## [Task requirements]
Update the listing below by replacing "sample" with "example" everywhere it occurs, and leave everything else unchanged.
⁂
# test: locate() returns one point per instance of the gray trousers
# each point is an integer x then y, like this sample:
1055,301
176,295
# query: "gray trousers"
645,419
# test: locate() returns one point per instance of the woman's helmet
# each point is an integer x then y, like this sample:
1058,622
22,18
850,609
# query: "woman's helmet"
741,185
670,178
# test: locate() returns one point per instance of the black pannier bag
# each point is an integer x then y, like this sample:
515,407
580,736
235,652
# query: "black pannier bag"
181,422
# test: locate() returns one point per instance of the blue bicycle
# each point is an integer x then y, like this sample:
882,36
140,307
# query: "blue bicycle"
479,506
⁂
## [Exercise answer]
# test: locate() returns one point per instance of the gray trousers
# each point is an integer x then y, like this example:
1055,301
176,295
# query: "gray trousers"
645,419
# test: locate() returns one point per instance of the woman's helmet
# each point is an integer x then y, like this example:
1058,622
22,18
850,609
# query: "woman's helmet"
741,185
670,178
# test: locate() returns one point per instance of the black pannier bag
# each point is an integer x then y, like this example:
515,407
580,736
235,652
# query: "black pannier bag"
181,422
# test: locate() returns one point per instance of the blue bicycle
# each point is an integer x then y, like this example:
882,36
140,307
# query: "blue bicycle"
479,506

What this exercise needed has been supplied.